**Texto original:**
·····

El mar, el mar
Crecí gracias a él y a gente como él, que amaban y respetaban la palabra, que creían en su poder
No sabía que Chéreau era doblemente uno de los nuestros, que se había venido al sur, que tenía casa en Sevilla, donde pasaba largas temporadas, y que incluso estaba empadronado allí. Este verano aún pudo dirigir Elektra, en Aix-en-Provence. Luego, en Santander, se le echó la enfermedad encima y ya no pudo seguir. Ahora todo empieza a leerse de otra manera. Sus últimos espectáculos, cada vez más desnudos, esencializados. I am the wind, de Jon Fosse, en el Lliure. La balsa, mar adentro,con dos formidables actores jóvenes británicos, Jack Lakey y Tom Brooke. Su lema parecía ser el mismo que guió a los argonautas: “Navegar es preciso, vivir no es preciso”. Flameaba, como una bandera negra, el tema de tantos de sus montajes: el dolor extremo de no poder alcanzar al otro, el dolor que surge cuando el amor es impotente. Vuelve la última frase: “Ya no tengo miedo… ya no peso… me he ido con el viento… soy el viento”.

·····

**Sobre la tarea:** Continúa, por favor, el texto sobre Chéreau a partir de su última frase.

·····

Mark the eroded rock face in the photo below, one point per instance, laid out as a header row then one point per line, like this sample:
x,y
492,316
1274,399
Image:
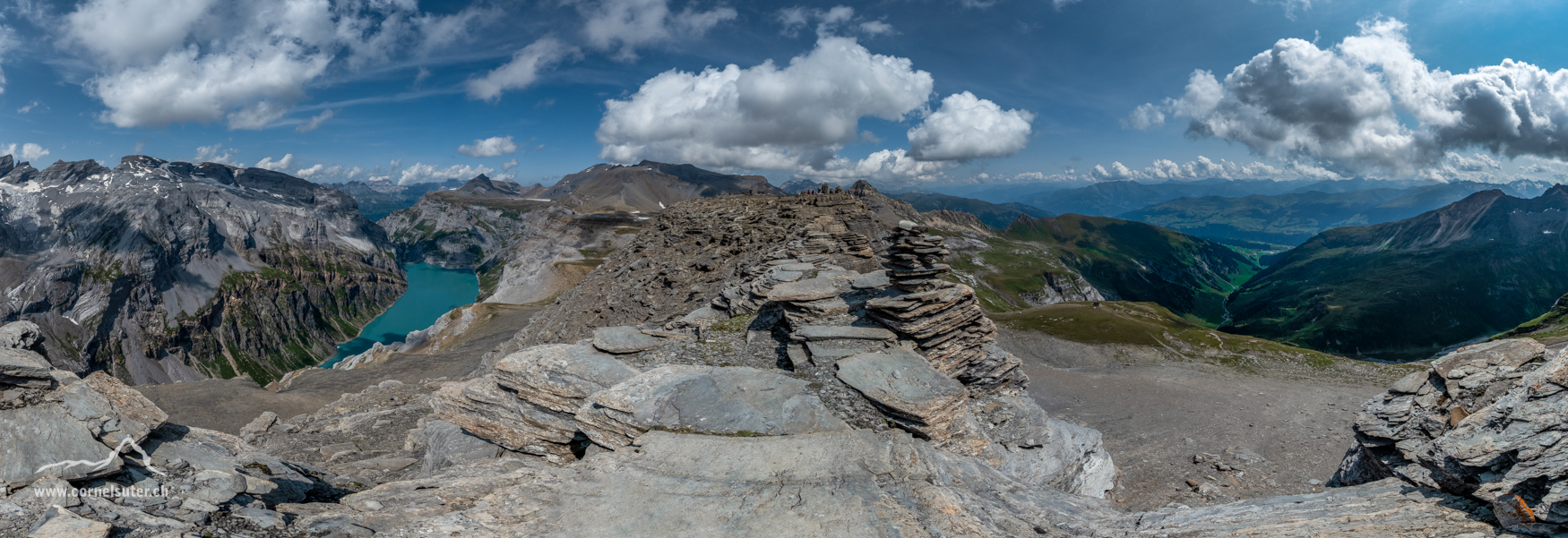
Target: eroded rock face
x,y
684,258
727,400
163,272
1484,421
24,369
499,416
698,485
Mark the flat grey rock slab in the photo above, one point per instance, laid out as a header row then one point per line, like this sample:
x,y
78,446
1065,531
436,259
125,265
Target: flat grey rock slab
x,y
1501,354
499,416
700,398
803,291
43,435
261,517
558,377
786,277
623,339
22,367
825,352
19,335
903,381
449,446
797,354
842,333
60,523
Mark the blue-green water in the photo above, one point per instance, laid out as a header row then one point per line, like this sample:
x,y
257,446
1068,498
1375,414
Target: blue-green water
x,y
432,291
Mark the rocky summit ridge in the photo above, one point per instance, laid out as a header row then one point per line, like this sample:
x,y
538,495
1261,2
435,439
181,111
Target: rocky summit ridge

·····

**Tu respuesta:**
En el Lliure de Gràcia, el personaje de La nuit just avant les fôrets, de Koltès, que no puede parar quieto, interpretado por el inmenso Romain Duris, estaba tendido en una cama de hospital. La última vez, en la Abadía, Chéreau leyendo, encarnando Coma, la epopeya íntima de Guyotat, en junio del año pasado. Al verle me di cuenta, de repente, de lo importante que era para mí. Escribí: “Crecí gracias a él y a gente como él, que amaban y respetaban la palabra, que creían en su poder, en su capacidad transformadora, en su eco, y ante ella se presentaban descalzos”. Así entraba Chéreau en el escenario vacío, con los pies descalzos, “como los hijos de la mar”, que decía Machado.
Me acuerdo ahora de que, curiosamente, tratándose de un hombre de teatro, le descubrí por una película, su primera película, La carne de la orquídea, 1974, con Charlotte Rampling, aunque si tuviera que quedarme con una no sería la costosísima (en todos los sentidos) La reina Margot sino la humilde y poderosa L'homme blessé, del 83.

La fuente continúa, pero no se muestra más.